• _The problem_: Rewrite the stretch of the blog post from "SFFS 20/06/2015 Before" through "starts the engines...", changing "seaplane" to "flying boat".

• _Excerpted passage_:
● ● ● ● ●

Friday, 19 June 2015

SFFS 20/06/2015 Before Sorrel 4

This is my snippet this week for SFFSat. SFFSat is a place where a number of authors post snippets from their written works, and give the opportunity for comments, support and encouragement. Please also explore the other blogs that are part of this set - you can find the information here.

This week's snippet is the last from the old file predating Sorrel. My charter pilot heroine is trying to get her seaplane and her passenger, Alory, off the water and into the air, despite the efforts of a gang of orcs. She has managed to repair the faulty engine, and gets back into the cockpit and starts the engines...

I swung the Duckling around. We had full power, and an aeroplane in reasonably good shape, and relatively clear water. I throttled up… and something slammed into the back of my head. I gasped, trying to keep my grip on the stick. Allory wrenched a dagger from a sheath on his arm and flung himself at the orc in the cabin behind us. Typical noble, weighed down with deadly weapons. Not that I was complaining. I felt sick and dazed, and there were lights dancing in the side of my gaze. I could taste bile rising in my throat.

● ● ● ● ●

Dataset items:
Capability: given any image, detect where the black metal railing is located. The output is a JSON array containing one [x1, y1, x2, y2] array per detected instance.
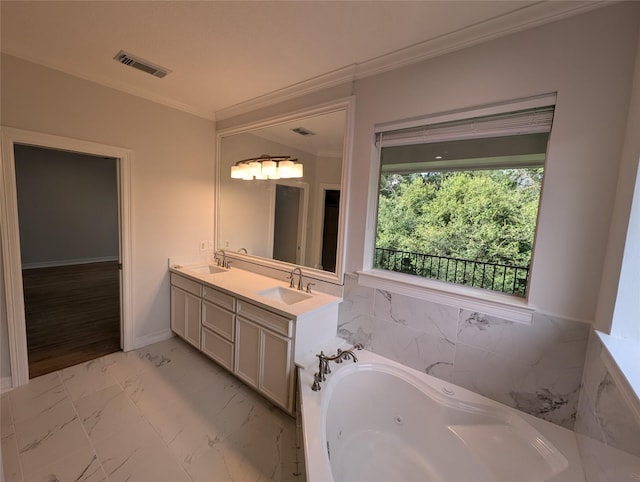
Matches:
[[374, 248, 529, 296]]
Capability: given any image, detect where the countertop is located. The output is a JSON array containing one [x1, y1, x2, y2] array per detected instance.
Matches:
[[169, 264, 342, 319]]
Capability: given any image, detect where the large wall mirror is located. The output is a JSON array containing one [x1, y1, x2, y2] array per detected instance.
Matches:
[[216, 98, 353, 283]]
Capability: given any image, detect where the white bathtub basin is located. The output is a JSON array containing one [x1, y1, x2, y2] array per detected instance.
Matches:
[[301, 351, 572, 482]]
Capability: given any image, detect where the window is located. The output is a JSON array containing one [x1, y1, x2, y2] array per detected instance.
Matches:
[[373, 97, 554, 297]]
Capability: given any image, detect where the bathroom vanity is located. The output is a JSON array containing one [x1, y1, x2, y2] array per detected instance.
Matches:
[[169, 264, 341, 414]]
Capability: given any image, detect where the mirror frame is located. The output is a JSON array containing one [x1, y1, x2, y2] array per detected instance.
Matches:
[[213, 96, 355, 285]]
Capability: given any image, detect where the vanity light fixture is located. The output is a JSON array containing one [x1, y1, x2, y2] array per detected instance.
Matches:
[[231, 154, 303, 181]]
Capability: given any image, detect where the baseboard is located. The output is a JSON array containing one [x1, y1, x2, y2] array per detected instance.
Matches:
[[22, 256, 118, 269], [132, 329, 174, 350], [0, 377, 13, 393]]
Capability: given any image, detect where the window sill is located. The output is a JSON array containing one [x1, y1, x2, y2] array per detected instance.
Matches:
[[358, 269, 535, 324], [596, 331, 640, 423]]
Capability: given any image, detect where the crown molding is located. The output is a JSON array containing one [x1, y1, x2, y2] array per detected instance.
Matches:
[[215, 0, 613, 120], [355, 0, 612, 80], [2, 0, 617, 121], [2, 48, 215, 120], [215, 64, 356, 121]]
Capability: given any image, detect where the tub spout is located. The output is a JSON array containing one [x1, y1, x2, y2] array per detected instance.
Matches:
[[311, 343, 364, 392]]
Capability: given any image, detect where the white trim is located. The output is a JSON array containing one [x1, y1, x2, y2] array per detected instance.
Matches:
[[5, 1, 610, 124], [214, 96, 355, 285], [0, 377, 13, 393], [357, 269, 535, 324], [0, 127, 134, 387], [2, 49, 215, 120], [131, 329, 175, 350], [596, 331, 640, 424], [22, 256, 118, 269], [312, 182, 342, 265], [215, 1, 596, 120], [355, 1, 609, 80], [374, 93, 557, 135]]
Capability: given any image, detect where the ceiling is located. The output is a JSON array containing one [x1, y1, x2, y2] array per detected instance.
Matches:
[[0, 0, 607, 120]]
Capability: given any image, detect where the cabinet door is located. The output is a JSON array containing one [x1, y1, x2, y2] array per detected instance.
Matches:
[[184, 293, 202, 349], [171, 286, 201, 348], [171, 286, 187, 338], [202, 326, 233, 371], [202, 300, 235, 342], [234, 317, 260, 388], [260, 330, 293, 411]]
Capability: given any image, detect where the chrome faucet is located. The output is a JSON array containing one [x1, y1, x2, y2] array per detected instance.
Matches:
[[213, 249, 228, 268], [289, 267, 302, 291], [311, 343, 364, 392]]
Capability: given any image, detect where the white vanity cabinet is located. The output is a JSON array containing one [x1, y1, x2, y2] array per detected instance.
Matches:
[[171, 273, 295, 414], [171, 273, 202, 349], [201, 286, 236, 371], [234, 300, 295, 413]]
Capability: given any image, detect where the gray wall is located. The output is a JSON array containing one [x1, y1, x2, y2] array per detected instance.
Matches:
[[0, 54, 216, 378], [15, 145, 119, 268]]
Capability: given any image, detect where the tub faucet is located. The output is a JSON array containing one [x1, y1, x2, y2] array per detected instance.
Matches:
[[213, 249, 227, 268], [311, 343, 364, 392]]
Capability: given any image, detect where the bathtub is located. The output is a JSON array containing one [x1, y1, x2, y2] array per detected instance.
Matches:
[[300, 350, 584, 482]]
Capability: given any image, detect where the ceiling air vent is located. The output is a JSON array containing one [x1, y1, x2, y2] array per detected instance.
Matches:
[[291, 127, 316, 136], [114, 50, 171, 79]]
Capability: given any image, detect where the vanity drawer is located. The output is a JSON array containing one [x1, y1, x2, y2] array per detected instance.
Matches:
[[237, 300, 293, 338], [202, 301, 235, 342], [202, 327, 233, 371], [202, 286, 236, 311], [171, 273, 202, 296]]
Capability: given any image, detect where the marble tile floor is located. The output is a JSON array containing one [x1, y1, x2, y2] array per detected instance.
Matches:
[[0, 338, 305, 482]]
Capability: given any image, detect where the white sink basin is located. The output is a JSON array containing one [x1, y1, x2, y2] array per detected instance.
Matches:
[[256, 286, 311, 305], [187, 265, 227, 274]]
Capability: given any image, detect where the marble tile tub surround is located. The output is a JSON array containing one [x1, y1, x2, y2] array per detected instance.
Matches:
[[0, 338, 305, 482], [575, 331, 640, 482], [338, 274, 591, 429]]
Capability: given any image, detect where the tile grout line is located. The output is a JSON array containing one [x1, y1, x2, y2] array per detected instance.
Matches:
[[57, 358, 112, 482], [2, 389, 24, 482], [105, 350, 194, 482]]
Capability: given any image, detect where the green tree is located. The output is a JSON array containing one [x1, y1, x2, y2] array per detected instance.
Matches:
[[376, 168, 543, 266]]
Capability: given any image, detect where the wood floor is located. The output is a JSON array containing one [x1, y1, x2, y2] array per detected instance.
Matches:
[[22, 261, 120, 378]]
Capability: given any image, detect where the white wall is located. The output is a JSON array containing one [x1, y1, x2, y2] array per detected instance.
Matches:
[[346, 4, 640, 321], [596, 31, 640, 341], [0, 55, 215, 376]]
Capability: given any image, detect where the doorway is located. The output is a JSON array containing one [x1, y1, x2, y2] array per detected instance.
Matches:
[[14, 144, 121, 378], [322, 189, 340, 271], [273, 183, 306, 264]]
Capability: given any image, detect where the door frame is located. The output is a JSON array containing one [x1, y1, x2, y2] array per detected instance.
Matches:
[[0, 126, 134, 387], [313, 182, 342, 270], [267, 179, 309, 264]]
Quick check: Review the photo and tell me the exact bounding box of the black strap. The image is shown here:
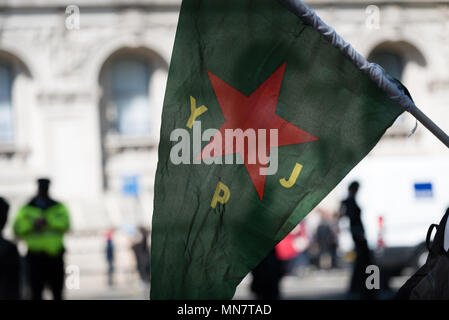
[426,224,438,251]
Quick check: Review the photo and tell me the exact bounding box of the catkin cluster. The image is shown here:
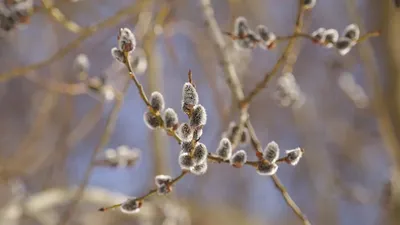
[177,82,208,175]
[100,18,310,213]
[231,16,276,49]
[311,24,360,55]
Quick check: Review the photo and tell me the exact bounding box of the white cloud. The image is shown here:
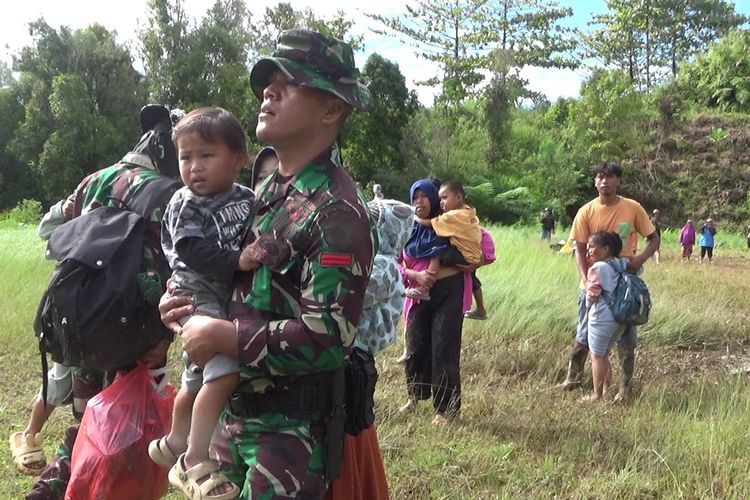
[521,66,588,102]
[0,0,582,105]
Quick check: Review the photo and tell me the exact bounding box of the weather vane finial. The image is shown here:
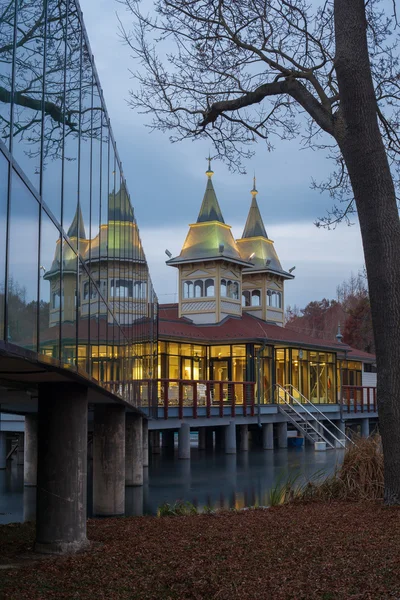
[251,173,258,197]
[206,153,214,178]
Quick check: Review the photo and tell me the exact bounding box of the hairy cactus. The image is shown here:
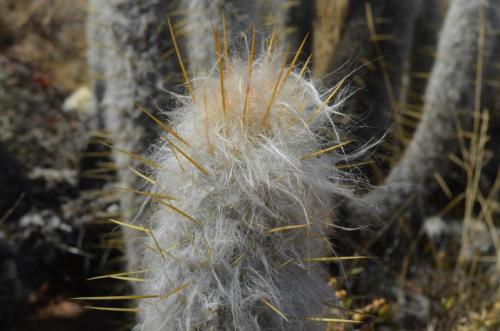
[131,32,362,331]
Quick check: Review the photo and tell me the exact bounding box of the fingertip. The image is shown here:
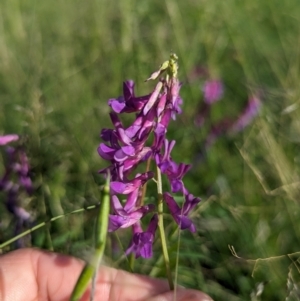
[146,289,213,301]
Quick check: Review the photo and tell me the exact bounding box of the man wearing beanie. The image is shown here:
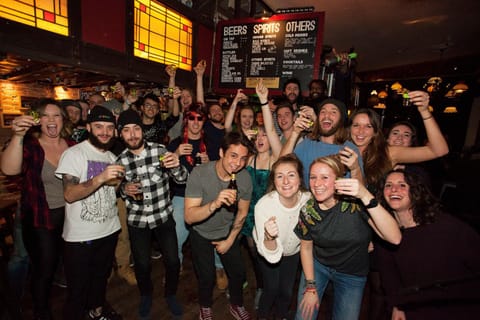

● ● ● ● ●

• _Answer to this problem_:
SFFS 20/06/2015 Before Sorrel 4

This is my snippet this week for SFFSat. SFFSat is a place where a number of authors post snippets from their written works, and give the opportunity for comments, support and encouragement. Please also explore the other blogs that are part of this set - you can find the information here.

This week's snippet is the last from the old file predating Sorrel. My charter pilot heroine is trying to get her flying boat and her passenger, Alory, off the water and into the air, despite the efforts of a gang of orcs. She has managed to repair the faulty engine, and gets back into the cockpit and starts the engines...